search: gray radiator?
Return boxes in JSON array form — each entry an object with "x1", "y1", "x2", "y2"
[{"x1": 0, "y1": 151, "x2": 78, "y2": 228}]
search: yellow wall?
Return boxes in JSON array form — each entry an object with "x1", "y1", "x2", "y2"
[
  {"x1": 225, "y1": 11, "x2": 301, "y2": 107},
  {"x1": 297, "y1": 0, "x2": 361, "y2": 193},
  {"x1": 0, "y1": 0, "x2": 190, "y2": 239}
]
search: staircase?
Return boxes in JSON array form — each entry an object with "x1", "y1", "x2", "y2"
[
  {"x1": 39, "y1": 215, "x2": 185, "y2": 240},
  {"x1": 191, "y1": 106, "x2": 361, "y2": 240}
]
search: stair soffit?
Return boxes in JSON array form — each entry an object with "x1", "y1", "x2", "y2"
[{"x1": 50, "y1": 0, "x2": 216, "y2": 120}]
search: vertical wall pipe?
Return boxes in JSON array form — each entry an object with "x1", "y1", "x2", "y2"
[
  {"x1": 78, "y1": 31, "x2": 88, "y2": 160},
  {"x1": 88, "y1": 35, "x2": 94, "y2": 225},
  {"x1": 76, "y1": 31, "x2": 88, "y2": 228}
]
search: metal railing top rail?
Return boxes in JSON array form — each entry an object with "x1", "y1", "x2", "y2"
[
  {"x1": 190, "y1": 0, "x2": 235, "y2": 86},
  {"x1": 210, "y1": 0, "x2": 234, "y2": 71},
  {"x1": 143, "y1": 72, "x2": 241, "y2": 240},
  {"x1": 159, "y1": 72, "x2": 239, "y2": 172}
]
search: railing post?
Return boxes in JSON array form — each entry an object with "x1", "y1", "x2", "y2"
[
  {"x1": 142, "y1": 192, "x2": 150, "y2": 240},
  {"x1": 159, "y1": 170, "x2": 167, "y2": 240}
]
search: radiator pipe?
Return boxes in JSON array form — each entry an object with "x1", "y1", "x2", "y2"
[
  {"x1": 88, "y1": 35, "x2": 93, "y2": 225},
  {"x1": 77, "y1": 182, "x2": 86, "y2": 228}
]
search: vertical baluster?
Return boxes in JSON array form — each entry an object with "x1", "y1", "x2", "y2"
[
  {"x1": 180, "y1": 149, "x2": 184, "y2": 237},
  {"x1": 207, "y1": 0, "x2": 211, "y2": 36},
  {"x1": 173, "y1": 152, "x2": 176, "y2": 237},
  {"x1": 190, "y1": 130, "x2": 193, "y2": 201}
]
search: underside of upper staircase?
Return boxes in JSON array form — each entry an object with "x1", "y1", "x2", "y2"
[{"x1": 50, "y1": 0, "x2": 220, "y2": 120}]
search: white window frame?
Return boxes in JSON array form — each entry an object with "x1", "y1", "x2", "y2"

◆ ACTIVITY ◆
Please transcribe the full listing exactly, down to the last line.

◆ YOUR RESPONSE ◆
search: gray radiator?
Return boxes in JSON array form — each entry an object with "x1", "y1", "x2", "y2"
[{"x1": 0, "y1": 151, "x2": 78, "y2": 228}]
search: yellow wall?
Return boxes in JSON array form — each entry an object with "x1", "y1", "x2", "y2"
[
  {"x1": 225, "y1": 11, "x2": 301, "y2": 107},
  {"x1": 297, "y1": 0, "x2": 361, "y2": 193},
  {"x1": 0, "y1": 0, "x2": 190, "y2": 239}
]
search: staircase?
Return boxes in JSON array form — each entry an object with "x1", "y1", "x2", "y2"
[
  {"x1": 39, "y1": 215, "x2": 185, "y2": 240},
  {"x1": 191, "y1": 106, "x2": 361, "y2": 240}
]
search: stair soffit?
Return boxes in JSON array form — each entry an object with "x1", "y1", "x2", "y2"
[{"x1": 50, "y1": 0, "x2": 216, "y2": 120}]
search: vertical wall pipe?
Return boxes in JSON array form — each entry an object with "x1", "y1", "x2", "y2"
[
  {"x1": 78, "y1": 31, "x2": 88, "y2": 160},
  {"x1": 88, "y1": 35, "x2": 94, "y2": 225},
  {"x1": 76, "y1": 31, "x2": 88, "y2": 228}
]
search: metal railing top rail?
Return boxes in JSON array form — each entry an object with "x1", "y1", "x2", "y2"
[
  {"x1": 190, "y1": 0, "x2": 235, "y2": 86},
  {"x1": 210, "y1": 0, "x2": 234, "y2": 71},
  {"x1": 143, "y1": 72, "x2": 241, "y2": 240},
  {"x1": 159, "y1": 72, "x2": 239, "y2": 172}
]
search: railing post?
Return boxes in JSON array form — each entry an object with "x1", "y1", "x2", "y2"
[
  {"x1": 142, "y1": 192, "x2": 150, "y2": 240},
  {"x1": 159, "y1": 170, "x2": 167, "y2": 240}
]
search: radiator pipe?
Return boxes in JSON array form — each entry an object with "x1", "y1", "x2", "y2"
[
  {"x1": 88, "y1": 35, "x2": 93, "y2": 225},
  {"x1": 77, "y1": 182, "x2": 86, "y2": 228}
]
search: vertical baluster?
Return boxes in JSON array form — each entry an object with "x1", "y1", "x2", "y2"
[
  {"x1": 180, "y1": 149, "x2": 184, "y2": 237},
  {"x1": 207, "y1": 0, "x2": 211, "y2": 36},
  {"x1": 173, "y1": 152, "x2": 176, "y2": 237},
  {"x1": 190, "y1": 130, "x2": 193, "y2": 201}
]
search: underside of upper staircase?
Return boxes in JSON array form — each entry an object with "x1", "y1", "x2", "y2"
[{"x1": 50, "y1": 0, "x2": 220, "y2": 120}]
search: white window frame?
Return boxes in JSON array form — each entry an object with "x1", "y1", "x2", "y2"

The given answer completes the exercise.